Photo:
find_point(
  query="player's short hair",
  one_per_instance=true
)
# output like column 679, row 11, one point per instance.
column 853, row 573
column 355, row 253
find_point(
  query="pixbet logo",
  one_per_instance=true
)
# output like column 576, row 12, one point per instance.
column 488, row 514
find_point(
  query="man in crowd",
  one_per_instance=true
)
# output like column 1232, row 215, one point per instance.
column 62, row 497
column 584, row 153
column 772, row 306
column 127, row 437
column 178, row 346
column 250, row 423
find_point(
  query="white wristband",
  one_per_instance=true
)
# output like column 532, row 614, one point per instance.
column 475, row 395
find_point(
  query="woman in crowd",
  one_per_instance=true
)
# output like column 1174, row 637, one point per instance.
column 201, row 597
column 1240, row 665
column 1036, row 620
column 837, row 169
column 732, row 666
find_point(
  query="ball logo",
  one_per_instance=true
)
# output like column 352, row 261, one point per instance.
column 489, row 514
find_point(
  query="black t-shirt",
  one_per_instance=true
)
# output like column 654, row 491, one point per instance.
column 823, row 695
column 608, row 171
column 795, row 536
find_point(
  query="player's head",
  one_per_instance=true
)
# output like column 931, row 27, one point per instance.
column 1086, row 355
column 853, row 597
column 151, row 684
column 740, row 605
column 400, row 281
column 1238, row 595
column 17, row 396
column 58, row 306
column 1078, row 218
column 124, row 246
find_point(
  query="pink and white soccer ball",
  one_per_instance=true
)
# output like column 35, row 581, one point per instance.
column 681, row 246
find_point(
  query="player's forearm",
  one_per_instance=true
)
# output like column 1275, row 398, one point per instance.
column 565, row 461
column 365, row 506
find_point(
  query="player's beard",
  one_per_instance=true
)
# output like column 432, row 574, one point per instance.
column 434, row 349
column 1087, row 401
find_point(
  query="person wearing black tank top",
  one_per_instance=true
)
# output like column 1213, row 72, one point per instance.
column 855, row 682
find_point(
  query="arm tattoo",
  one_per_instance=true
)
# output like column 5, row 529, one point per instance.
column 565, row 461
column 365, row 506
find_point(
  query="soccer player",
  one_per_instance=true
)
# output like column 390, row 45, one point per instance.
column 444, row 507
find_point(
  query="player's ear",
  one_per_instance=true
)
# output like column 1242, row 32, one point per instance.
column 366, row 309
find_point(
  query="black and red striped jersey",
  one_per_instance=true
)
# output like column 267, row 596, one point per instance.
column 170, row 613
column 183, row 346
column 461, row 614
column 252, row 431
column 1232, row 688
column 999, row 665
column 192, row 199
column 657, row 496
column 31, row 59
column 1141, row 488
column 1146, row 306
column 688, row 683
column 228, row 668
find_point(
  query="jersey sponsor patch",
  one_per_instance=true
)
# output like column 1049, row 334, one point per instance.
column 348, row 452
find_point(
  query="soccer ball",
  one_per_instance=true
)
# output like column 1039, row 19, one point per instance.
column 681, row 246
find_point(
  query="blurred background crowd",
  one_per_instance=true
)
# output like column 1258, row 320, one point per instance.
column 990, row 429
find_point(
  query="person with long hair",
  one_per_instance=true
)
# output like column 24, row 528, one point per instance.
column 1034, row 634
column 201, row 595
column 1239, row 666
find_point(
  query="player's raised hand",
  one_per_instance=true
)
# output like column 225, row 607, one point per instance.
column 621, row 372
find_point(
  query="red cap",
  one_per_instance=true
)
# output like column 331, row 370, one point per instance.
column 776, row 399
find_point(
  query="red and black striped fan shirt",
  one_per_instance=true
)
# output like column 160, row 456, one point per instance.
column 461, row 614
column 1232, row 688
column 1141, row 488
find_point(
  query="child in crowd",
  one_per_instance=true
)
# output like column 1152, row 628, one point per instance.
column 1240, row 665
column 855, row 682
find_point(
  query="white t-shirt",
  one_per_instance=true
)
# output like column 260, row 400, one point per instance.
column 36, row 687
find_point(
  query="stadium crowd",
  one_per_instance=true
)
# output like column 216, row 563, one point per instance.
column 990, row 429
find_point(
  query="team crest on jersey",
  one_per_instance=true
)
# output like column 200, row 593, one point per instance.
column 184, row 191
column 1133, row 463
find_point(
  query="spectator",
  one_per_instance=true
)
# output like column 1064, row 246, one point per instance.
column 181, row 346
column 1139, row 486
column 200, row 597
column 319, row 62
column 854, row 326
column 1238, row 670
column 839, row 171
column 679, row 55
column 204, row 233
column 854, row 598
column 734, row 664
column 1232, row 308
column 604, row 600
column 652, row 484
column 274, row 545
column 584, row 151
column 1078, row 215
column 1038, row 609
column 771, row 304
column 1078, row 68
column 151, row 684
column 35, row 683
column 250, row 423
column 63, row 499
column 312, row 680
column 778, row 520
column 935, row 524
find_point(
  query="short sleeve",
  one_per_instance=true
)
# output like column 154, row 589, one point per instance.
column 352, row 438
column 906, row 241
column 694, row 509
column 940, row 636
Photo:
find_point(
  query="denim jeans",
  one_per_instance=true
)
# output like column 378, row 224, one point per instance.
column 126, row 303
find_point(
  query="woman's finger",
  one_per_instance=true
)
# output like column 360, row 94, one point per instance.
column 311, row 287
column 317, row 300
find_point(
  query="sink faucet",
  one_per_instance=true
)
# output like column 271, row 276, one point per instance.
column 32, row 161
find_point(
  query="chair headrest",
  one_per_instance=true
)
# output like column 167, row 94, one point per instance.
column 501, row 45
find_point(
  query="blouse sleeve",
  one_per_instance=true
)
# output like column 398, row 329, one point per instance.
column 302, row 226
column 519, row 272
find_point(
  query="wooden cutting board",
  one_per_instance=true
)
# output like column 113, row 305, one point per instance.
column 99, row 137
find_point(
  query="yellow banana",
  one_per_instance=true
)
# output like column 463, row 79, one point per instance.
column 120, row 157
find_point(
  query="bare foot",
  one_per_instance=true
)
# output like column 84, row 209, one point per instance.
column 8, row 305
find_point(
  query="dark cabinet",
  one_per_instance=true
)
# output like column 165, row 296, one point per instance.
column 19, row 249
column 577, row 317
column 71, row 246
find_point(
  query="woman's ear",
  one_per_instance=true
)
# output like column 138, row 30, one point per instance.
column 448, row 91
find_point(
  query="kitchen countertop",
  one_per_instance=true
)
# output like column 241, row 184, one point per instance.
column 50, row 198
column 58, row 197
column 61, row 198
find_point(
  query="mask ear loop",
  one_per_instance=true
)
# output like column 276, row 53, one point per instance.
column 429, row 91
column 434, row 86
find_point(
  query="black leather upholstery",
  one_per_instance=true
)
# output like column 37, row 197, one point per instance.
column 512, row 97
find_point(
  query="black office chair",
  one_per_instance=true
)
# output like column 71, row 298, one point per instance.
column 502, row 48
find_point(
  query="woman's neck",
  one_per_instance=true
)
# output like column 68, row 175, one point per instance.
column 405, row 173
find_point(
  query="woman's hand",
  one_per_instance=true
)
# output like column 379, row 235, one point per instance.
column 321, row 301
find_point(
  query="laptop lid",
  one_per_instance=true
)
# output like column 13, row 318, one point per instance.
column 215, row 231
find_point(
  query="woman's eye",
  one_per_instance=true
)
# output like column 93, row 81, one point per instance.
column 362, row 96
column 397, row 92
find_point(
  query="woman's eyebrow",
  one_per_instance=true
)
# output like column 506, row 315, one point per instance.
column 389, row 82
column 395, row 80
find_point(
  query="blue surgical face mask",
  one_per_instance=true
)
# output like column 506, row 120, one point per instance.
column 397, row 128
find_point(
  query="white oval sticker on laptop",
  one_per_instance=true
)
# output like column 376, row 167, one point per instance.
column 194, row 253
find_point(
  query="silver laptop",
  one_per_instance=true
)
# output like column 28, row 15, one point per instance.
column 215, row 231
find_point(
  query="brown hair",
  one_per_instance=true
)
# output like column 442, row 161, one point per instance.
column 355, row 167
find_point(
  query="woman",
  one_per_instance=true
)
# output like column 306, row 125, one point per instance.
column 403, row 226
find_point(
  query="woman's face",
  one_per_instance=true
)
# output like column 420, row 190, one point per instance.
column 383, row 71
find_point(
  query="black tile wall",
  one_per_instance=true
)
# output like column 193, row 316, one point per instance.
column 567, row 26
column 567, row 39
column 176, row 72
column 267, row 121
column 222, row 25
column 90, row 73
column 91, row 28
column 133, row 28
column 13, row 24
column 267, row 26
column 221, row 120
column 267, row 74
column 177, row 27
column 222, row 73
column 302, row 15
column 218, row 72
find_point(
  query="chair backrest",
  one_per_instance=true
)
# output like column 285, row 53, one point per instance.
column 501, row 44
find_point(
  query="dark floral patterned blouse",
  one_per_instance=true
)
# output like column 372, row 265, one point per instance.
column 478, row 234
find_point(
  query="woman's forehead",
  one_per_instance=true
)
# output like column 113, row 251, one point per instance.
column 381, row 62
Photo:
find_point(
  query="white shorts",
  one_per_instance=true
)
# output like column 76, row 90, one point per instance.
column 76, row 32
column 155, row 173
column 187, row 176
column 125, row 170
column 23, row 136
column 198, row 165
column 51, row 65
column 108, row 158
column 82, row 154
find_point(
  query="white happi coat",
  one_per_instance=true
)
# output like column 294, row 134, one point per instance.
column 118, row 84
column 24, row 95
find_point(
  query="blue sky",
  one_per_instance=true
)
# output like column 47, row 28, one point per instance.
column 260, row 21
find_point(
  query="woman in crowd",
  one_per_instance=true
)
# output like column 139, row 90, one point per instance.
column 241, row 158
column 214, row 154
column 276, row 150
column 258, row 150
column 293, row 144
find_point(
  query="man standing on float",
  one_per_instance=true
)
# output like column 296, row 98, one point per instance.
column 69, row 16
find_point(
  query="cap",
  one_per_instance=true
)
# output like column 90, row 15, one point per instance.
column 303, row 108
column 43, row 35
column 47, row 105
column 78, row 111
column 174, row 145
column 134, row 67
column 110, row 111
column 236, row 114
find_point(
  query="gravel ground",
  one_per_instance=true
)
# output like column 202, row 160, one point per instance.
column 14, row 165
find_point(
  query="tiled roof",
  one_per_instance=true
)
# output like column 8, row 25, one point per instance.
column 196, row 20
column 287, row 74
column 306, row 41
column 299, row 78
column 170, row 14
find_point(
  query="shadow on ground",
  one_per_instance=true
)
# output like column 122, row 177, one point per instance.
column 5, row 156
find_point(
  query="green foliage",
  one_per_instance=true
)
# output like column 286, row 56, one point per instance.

*TASK ITEM:*
Every line that contains "shirt" should be copied out of the data.

*YOUR SOLUTION:*
  query="black t-shirt",
  query="red and black striped fan shirt",
  query="white t-shirt",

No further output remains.